---- READING PASSAGE
In 1996, the Boitel family joined Thiérrée and performed at Indre-et-Loire, where Raphaëlle Boitel was small enough to contort herself into a tiny box. She first toured internationally in 1998, in a major role in Thiérrée's La Symphonie du Hanneton (The Junebug Symphony), when she was 13 years old. She appeared as a contortionist (described by a Los Angeles Times critic as "boneless"), did acrobatics on a rope and on the trapeze. Her mother Lilou toured with the company, where she did costume design, and made sure Boitel continued her schooling by correspondence. La Symphonie du Hanneton toured until 2005, after which Boitel continued to perform internationally in other works, including Graham Eatough's Futurology:A Global Revue in 2007, and Spiegelworld's Desir in 2008. Then she returned to join Thiérrée in La Veillée des Abysses (Bright Abyss) until 2010.

=== Director ===
Boitel founded her own performance company, Cie L'Oublié(e), in 2012. The first work she directed for the company was also called L'Oublié(e) (The Forgotten) in 2016. It was a combination of theatre, circus arts, and dance, about a woman going through three ages while searching for the man she loves, played by Boitel, her sister Alice, and their mother Lilou. In addition, brother Silvère was sound director, and Lilou did costume design.
--------
---- EXCERPTED RECORDS
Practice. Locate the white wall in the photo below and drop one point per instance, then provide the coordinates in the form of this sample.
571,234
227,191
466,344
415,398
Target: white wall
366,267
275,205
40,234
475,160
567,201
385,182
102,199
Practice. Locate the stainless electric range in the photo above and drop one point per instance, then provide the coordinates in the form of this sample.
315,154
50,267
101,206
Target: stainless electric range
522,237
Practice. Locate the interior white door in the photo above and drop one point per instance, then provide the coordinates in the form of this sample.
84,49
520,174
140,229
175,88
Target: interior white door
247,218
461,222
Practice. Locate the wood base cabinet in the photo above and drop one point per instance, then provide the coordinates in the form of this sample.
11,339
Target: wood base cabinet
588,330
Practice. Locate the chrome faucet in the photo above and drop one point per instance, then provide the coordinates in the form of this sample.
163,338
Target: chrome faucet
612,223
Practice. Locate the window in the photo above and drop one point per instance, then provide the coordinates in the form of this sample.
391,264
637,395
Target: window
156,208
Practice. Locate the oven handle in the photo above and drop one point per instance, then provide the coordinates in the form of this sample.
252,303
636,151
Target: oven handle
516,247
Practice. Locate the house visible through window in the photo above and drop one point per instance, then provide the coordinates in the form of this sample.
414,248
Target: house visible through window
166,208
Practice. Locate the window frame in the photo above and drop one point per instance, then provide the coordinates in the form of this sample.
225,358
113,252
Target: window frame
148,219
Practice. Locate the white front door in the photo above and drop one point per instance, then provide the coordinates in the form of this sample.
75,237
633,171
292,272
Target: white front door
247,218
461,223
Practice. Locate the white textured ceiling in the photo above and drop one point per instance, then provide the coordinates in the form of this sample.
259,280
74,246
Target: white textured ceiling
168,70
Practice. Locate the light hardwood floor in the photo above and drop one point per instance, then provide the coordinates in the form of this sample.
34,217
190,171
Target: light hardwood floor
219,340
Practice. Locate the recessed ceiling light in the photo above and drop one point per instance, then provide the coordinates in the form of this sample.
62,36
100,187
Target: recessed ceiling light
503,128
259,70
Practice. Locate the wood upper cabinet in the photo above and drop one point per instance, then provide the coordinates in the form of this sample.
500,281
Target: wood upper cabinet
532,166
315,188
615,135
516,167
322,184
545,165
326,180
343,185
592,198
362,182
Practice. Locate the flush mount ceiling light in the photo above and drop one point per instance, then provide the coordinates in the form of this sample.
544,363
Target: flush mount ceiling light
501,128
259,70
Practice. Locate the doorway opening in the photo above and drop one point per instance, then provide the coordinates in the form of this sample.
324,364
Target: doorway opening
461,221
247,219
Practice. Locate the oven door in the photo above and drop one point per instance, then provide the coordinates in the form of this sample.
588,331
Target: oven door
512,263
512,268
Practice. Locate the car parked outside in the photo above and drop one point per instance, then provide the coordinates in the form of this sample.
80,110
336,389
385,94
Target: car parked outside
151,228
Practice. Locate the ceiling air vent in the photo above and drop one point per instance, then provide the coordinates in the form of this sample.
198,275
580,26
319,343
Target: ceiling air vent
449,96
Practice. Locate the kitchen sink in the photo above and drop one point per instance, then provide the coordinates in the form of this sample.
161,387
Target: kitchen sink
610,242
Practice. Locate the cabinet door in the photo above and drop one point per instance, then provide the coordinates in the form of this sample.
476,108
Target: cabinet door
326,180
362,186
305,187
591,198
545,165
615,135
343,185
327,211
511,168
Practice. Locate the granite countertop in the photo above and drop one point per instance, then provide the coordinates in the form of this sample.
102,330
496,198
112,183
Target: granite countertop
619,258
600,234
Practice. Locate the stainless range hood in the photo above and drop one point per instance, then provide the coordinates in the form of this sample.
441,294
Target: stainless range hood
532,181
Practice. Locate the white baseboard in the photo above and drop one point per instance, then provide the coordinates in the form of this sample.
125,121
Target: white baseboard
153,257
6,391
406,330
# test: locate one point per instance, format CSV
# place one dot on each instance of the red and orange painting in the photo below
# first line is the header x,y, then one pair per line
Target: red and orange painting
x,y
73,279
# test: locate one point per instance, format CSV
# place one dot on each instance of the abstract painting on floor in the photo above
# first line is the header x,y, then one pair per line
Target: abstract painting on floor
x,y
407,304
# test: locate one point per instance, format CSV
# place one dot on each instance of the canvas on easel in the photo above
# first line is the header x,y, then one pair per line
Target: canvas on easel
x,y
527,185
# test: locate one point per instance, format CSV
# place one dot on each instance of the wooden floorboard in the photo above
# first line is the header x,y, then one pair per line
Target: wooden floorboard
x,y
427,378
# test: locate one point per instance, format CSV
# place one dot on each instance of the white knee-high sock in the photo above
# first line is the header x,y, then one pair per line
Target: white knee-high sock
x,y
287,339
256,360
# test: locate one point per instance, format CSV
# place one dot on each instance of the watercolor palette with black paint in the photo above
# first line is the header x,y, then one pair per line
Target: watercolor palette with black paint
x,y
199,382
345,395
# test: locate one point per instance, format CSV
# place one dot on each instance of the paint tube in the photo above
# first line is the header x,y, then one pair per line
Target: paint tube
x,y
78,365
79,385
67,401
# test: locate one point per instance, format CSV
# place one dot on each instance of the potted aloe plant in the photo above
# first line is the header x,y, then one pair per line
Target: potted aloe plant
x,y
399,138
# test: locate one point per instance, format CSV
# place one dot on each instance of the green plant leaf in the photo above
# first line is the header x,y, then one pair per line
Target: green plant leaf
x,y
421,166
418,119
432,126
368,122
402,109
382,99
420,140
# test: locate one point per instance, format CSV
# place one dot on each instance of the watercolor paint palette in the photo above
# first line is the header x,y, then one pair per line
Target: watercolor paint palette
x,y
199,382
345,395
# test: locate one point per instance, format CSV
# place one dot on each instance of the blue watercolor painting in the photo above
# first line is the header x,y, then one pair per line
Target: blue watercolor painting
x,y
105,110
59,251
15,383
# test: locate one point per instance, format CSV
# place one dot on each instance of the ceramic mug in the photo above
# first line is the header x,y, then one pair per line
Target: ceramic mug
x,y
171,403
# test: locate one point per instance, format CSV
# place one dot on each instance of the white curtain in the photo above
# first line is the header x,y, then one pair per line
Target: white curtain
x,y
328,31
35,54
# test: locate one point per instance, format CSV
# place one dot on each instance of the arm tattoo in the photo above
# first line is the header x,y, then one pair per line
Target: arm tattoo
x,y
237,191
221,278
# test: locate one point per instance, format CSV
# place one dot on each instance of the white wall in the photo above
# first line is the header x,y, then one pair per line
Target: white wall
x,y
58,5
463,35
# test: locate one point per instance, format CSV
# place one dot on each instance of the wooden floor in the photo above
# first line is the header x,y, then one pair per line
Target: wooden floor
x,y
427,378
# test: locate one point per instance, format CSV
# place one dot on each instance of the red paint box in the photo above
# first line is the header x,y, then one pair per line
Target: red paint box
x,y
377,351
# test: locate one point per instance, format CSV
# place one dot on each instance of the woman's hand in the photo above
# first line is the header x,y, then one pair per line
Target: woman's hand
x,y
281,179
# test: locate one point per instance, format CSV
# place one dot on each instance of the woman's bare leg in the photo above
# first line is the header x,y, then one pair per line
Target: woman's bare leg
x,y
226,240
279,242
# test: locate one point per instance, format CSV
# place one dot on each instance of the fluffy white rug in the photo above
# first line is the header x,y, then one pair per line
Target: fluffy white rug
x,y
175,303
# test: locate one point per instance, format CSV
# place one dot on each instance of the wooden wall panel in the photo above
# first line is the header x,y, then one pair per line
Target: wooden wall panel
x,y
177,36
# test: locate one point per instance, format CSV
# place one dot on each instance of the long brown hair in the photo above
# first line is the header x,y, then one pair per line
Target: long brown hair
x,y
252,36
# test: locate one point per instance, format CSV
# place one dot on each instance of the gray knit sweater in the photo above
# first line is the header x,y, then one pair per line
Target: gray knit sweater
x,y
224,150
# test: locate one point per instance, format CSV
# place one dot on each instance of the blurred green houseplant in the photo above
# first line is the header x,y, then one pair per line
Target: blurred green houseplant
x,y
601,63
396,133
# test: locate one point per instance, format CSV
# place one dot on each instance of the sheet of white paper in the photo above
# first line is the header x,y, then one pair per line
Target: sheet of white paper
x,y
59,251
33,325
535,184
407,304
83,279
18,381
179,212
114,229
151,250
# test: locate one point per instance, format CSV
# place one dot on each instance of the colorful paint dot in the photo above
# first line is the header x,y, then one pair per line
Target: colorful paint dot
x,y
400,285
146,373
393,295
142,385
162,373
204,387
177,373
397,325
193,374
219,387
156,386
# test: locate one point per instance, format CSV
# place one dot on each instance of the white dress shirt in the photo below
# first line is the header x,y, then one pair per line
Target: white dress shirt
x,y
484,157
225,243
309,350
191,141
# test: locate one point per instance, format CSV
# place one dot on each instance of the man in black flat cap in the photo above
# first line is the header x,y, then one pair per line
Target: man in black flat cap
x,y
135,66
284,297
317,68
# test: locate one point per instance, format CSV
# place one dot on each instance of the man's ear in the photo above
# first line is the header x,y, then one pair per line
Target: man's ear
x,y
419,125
--------
▶ _EXERCISES TO COMPLETE_:
a) Name every member of Boitel's family who is identified by first name in the passage about Raphaëlle Boitel, and give each one's relation to her.
b) Return the stretch of the passage about Raphaëlle Boitel from "In 1996, the" through "Abyss) until 2010.", copied word for word.
The material above has nothing to do with the passage about Raphaëlle Boitel.

▶ _SOLUTIONS FOR EACH TASK_:
a)
- Lilou, her mother
- Alice, her sister
- Silvère, her brother

b)
In 1996, the Boitel family joined Thiérrée and performed at Indre-et-Loire, where Raphaëlle Boitel was small enough to contort herself into a tiny box. She first toured internationally in 1998, in a major role in Thiérrée's La Symphonie du Hanneton (The Junebug Symphony), when she was 13 years old. She appeared as a contortionist (described by a Los Angeles Times critic as "boneless"), did acrobatics on a rope and on the trapeze. Her mother Lilou toured with the company, where she did costume design, and made sure Boitel continued her schooling by correspondence. La Symphonie du Hanneton toured until 2005, after which Boitel continued to perform internationally in other works, including Graham Eatough's Futurology:A Global Revue in 2007, and Spiegelworld's Desir in 2008. Then she returned to join Thiérrée in La Veillée des Abysses (Bright Abyss) until 2010.